Directions for this task: Which lines in the source data below contain the string "item"? Collect all of them, and treat case as significant.

Source data
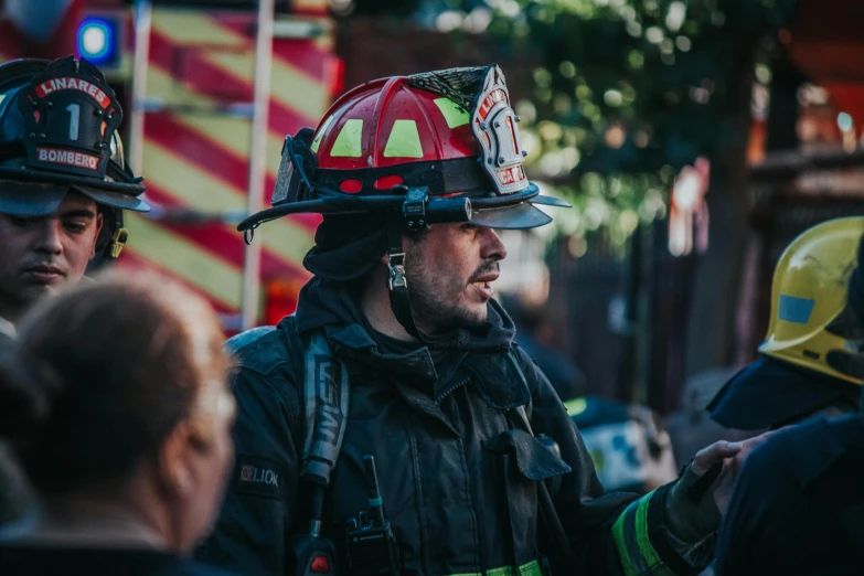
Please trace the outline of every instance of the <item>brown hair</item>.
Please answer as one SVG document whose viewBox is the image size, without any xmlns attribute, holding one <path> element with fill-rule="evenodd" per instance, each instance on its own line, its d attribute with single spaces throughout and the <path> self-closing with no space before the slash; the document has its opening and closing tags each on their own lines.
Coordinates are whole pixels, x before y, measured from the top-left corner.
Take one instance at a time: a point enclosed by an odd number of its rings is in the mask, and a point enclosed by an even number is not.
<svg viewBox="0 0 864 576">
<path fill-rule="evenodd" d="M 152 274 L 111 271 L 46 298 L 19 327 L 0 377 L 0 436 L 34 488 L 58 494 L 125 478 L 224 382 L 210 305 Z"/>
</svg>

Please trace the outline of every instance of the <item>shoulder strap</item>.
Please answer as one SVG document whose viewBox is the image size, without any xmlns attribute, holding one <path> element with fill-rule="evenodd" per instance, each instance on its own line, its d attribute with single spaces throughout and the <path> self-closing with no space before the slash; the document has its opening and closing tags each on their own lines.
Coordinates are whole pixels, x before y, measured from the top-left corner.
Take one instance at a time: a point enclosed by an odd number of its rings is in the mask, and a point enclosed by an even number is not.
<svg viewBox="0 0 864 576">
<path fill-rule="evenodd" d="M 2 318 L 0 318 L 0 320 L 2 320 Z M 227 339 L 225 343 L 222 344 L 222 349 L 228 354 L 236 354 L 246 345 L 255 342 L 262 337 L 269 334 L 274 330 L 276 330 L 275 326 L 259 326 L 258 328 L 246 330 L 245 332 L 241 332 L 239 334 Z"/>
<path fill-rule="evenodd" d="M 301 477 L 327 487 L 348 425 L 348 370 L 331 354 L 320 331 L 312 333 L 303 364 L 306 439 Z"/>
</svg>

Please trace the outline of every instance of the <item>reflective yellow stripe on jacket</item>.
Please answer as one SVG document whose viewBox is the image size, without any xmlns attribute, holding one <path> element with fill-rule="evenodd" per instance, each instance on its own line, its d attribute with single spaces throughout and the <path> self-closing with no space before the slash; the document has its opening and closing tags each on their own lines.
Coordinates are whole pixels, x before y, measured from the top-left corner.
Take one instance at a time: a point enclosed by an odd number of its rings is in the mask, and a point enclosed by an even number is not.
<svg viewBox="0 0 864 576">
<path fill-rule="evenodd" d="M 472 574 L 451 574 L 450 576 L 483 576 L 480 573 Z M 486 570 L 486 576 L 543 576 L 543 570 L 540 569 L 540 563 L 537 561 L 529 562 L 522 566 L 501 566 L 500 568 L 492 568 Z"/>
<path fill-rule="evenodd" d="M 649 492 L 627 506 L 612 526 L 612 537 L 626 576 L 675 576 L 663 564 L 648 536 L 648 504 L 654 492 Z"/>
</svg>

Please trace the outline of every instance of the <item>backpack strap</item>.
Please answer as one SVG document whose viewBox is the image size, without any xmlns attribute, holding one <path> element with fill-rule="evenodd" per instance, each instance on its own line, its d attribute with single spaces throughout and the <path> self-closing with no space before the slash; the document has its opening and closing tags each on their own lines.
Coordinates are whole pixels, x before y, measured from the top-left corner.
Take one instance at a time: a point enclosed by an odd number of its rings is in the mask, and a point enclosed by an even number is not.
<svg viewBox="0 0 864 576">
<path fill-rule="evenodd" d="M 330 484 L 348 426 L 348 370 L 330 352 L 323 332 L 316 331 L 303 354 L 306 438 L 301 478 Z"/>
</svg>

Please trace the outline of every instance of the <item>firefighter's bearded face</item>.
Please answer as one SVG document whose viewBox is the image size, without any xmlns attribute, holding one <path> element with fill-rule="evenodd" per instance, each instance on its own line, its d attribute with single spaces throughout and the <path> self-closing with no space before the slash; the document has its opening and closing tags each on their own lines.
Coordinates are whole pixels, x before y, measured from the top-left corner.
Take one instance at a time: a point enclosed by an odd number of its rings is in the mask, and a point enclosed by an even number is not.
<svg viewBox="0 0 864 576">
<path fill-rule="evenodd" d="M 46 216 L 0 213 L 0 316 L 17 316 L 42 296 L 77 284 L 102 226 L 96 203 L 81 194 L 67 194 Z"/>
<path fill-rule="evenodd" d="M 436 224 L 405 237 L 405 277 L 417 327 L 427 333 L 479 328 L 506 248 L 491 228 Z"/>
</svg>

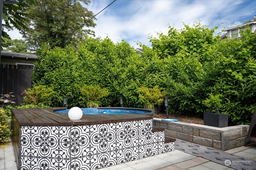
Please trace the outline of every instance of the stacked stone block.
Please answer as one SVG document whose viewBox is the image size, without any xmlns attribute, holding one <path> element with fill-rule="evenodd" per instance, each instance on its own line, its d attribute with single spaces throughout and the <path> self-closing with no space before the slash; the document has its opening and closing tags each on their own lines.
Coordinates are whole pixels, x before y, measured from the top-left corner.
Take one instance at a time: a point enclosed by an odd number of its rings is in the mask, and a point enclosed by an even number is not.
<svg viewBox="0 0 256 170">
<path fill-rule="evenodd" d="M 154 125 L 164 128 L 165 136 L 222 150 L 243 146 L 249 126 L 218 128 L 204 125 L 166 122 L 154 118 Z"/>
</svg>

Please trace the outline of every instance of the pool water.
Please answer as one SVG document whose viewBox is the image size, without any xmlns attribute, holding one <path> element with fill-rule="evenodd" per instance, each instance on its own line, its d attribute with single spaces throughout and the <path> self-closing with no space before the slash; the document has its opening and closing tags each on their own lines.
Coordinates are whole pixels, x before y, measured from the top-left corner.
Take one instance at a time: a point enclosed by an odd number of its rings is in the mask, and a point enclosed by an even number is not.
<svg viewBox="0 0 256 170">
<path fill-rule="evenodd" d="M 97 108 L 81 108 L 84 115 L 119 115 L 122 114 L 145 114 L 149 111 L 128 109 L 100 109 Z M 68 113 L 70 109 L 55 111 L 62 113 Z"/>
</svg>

---

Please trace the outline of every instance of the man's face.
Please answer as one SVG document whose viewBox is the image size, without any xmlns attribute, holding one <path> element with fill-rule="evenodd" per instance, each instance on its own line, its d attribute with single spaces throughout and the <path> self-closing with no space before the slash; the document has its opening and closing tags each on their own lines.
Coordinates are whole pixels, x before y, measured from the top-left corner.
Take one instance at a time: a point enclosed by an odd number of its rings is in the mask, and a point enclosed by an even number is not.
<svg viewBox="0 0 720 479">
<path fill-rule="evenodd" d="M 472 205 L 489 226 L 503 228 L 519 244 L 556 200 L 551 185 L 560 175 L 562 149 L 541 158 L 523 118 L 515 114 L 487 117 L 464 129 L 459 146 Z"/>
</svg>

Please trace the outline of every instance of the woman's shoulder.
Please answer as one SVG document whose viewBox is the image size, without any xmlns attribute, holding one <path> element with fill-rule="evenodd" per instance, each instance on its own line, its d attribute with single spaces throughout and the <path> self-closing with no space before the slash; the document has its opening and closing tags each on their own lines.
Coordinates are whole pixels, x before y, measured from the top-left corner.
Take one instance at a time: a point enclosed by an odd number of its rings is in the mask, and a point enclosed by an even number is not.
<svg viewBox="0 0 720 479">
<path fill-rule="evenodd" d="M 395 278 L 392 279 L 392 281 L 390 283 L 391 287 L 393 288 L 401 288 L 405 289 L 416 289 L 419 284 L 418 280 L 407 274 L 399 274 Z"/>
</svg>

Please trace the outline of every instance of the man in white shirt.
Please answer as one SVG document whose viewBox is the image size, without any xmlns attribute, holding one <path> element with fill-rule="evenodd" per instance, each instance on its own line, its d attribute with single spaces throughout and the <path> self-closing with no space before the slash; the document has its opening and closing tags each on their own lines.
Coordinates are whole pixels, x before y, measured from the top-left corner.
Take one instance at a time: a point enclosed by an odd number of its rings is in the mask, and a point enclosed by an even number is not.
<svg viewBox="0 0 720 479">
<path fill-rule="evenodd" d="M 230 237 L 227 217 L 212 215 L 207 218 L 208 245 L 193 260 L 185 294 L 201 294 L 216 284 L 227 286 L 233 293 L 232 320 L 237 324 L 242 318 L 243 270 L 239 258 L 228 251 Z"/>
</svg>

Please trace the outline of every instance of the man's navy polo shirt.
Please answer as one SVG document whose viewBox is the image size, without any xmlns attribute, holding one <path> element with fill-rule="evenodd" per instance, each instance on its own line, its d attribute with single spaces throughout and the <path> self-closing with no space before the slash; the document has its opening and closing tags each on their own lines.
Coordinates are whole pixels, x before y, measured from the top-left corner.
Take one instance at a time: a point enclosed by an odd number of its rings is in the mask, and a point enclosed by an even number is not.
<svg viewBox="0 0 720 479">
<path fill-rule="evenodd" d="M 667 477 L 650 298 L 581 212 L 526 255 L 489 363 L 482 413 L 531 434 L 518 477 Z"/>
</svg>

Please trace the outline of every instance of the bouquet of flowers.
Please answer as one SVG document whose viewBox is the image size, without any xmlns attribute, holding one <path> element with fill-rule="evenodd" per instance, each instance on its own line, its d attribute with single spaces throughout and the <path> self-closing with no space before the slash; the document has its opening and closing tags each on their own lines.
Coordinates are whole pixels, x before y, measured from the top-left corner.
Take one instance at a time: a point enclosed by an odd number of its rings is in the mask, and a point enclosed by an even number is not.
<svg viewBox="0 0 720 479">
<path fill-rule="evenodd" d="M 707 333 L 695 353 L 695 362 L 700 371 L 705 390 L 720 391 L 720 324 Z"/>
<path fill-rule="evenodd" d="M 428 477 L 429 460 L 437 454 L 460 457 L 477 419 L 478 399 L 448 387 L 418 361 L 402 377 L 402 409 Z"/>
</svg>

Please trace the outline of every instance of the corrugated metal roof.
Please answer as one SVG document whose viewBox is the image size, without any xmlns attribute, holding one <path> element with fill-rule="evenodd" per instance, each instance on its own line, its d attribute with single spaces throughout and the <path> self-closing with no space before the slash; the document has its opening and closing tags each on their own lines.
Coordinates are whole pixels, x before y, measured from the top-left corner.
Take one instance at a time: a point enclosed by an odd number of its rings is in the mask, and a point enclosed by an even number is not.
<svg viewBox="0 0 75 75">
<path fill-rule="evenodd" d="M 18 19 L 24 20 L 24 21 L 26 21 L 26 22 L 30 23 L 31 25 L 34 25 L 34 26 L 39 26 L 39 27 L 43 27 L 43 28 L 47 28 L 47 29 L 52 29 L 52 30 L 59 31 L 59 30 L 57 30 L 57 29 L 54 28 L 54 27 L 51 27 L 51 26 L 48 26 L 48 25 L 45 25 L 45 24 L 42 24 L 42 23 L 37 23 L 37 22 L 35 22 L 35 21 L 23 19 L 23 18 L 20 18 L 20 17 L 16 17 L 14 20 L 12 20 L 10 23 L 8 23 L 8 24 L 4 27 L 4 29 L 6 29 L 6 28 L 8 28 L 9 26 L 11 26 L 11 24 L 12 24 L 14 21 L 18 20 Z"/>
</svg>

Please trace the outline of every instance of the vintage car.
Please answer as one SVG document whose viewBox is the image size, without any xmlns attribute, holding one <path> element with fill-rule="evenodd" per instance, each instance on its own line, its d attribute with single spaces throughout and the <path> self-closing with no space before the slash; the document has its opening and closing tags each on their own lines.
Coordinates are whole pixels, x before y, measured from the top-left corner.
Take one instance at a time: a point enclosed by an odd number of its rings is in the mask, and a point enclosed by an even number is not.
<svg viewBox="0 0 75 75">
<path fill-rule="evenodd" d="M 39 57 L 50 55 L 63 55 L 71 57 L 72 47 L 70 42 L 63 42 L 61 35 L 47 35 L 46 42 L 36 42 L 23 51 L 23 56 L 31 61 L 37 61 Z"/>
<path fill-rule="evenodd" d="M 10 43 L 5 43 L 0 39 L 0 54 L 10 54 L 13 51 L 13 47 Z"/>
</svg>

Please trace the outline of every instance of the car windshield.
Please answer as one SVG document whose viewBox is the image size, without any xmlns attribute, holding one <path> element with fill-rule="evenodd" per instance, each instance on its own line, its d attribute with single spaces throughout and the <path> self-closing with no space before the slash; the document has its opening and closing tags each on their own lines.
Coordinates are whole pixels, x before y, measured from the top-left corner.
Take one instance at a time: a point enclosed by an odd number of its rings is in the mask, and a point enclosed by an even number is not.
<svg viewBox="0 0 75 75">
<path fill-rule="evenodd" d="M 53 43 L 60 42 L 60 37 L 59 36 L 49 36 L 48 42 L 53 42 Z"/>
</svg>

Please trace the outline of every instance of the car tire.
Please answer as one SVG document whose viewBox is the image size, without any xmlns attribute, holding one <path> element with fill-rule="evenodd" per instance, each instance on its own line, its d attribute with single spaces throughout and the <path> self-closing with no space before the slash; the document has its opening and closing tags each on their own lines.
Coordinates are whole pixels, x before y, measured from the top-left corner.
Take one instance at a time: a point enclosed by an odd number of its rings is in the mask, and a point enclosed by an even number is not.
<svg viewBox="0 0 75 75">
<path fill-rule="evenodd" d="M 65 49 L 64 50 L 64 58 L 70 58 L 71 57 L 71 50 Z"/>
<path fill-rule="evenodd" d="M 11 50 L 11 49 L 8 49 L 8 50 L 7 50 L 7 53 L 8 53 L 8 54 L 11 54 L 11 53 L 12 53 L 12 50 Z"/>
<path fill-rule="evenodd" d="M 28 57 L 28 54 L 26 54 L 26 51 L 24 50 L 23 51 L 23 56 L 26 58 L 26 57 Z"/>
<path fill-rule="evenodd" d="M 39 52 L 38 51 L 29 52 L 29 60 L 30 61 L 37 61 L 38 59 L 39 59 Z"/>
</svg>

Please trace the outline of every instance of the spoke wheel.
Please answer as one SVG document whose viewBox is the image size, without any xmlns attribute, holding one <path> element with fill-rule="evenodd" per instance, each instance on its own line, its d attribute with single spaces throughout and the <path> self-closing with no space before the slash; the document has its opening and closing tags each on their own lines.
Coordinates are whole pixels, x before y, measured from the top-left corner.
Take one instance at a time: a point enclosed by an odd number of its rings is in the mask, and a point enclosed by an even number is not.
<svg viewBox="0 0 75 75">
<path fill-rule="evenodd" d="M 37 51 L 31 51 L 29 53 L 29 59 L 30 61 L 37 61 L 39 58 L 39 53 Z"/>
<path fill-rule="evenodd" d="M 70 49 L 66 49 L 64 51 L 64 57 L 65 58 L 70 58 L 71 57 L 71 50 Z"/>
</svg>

Full response:
Please trace the outline of every instance of the <item>brown hair</item>.
Please trace the outline of every instance of the <item>shoulder strap</item>.
Please trace the outline of every instance of the <item>reflective yellow stripe on jacket</item>.
Please trace the outline of every instance of the <item>backpack strap</item>.
Please trace the outline of every instance of the <item>firefighter's bearded face</item>.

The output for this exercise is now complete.